Práticas empreendedoras na escola

Nas três práticas relacionadas ao tema empreendedorismo, há relatos muito interessantes de experiências implementadas com sucesso. De fato, atividades empreendedoras são extremamente engajadoras e estimulantes por serem naturais em uma grande parte das pessoas. Poucas são as crianças que nunca brincaram de vender limonada na esquina de casa, os adolescentes que nunca venderam coisas na escola para fazer uma caixinha necessária, as mulheres que nunca utilizaram seus dons naturais ou aprendidos em casa para empreender e ajudar no sustento da família.

Nesses relatos de sucesso, identificamos traços de atividades de empreendedorismo clássico, de empreendedorismo social e de serviço social, mas não fica claro se professores e alunos compreenderam plenamente a natureza de cada atividade e de seus objetivos. Para que as atividades de empreendedorismo possam ser desenvolvidas na escola com resultados positivos para uma aprendizagem com postura empreendedora, é útil esclarecer os diferentes tipos de empreendedorismo com seus limites, possibilidades e regras.

Trata-se, de fato, de transformar as populares atividades de compra e venda simuladas na escola, tão úteis como cenário de desenvolvimento de competências variadas, em práticas de aprendizagem para o empreendedorismo propriamente dito.

[...] para aprender a empreender, é necessário desenvolver inúmeras competências gerais e específicas, bem como habilidades previstas na BNCC para todos os ciclos escolares.

Hoje, o empreendedorismo entre os jovens ou mesmo no âmbito da família, precisa ir além da atividade informal desenvolvida com pouco ou nenhum planejamento e gestão.

Com as transformações recentes nas relações de emprego, o empreendedorismo vem ganhando cada vez mais seriedade e importância.

Ele precisa ser aprendido em idade precoce, pois certamente será útil muito antes do que se pensa. Além disso, para aprender a empreender, é necessário desenvolver inúmeras competências gerais e específicas, bem como habilidades previstas na BNCC para todos os ciclos escolares.

E, finalmente, toda ação de empreendedorismo tem um objeto relacionado a um componente ou a um conjunto de componentes curriculares. Isso traz para as atividades de aprendizagem uma seleção perfeita de assuntos propícios para a aprendizagem inter e transdisciplinar.

Tipos de empreendedorismo

É útil aqui distinguir entre três tipos de empreendedorismo: o clássico, o social e o serviço social. Adicionalmente, falaremos também de ativismo social.

O empreendedorismo clássico é projetado para gerar lucro financeiro. Desde o início, a expectativa é que o empreendedor e seus investidores obtenham algum ganho financeiro pessoal. O lucro é a condição essencial para um empreendimento sustentável.

◆ TAREFAS A CUMPRIR
**A)** Segundo o texto sobre práticas empreendedoras na escola, qual é a condição essencial para um empreendimento sustentável?
**B)** Liste os três tipos de empreendedorismo que o texto sobre práticas empreendedoras na escola propõe distinguir.
**C)** Retome o texto sobre práticas empreendedoras na escola logo após a última frase apresentada.
Os dados a seguir têm outra origem.

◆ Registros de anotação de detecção
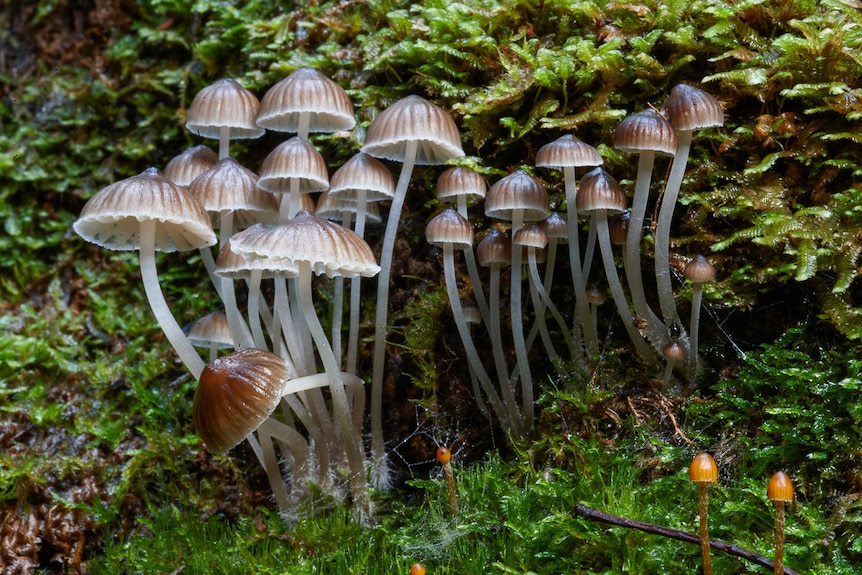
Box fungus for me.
[688,453,718,575]
[536,134,603,357]
[683,254,715,378]
[766,471,793,575]
[655,84,724,325]
[186,78,265,159]
[362,95,464,488]
[73,168,216,379]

◆ RESPOSTAS POR TAREFA
**A)** O lucro.

**B)** Empreendedorismo clássico, empreendedorismo social e serviço social.

**C)**
Traços importantes e característicos do empreendedorismo clássico estão presentes nas práticas relatadas pela professora Letícia Sant’ana, da EMEF Eugênio Pinto Sant'Anna, em Domingos Martins (ES).  Em torno da construção, houve o desenvolvimento e a exploração comercial de uma horta escolar e de pequenas hortas domésticas nas casas dos alunos participantes – essas práticas geraram múltiplas atividades iniciais de planejamento, produção e gestão e foram finalizadas com uma experiência de lucro:

“Os estudantes ficaram empolgados por terem participado da feira livre e, é claro, por terem arrecadado um bom dinheiro, que serviu para uma ida ao cinema e uma feliz tarde em Vitória, capital do Espírito Santo.”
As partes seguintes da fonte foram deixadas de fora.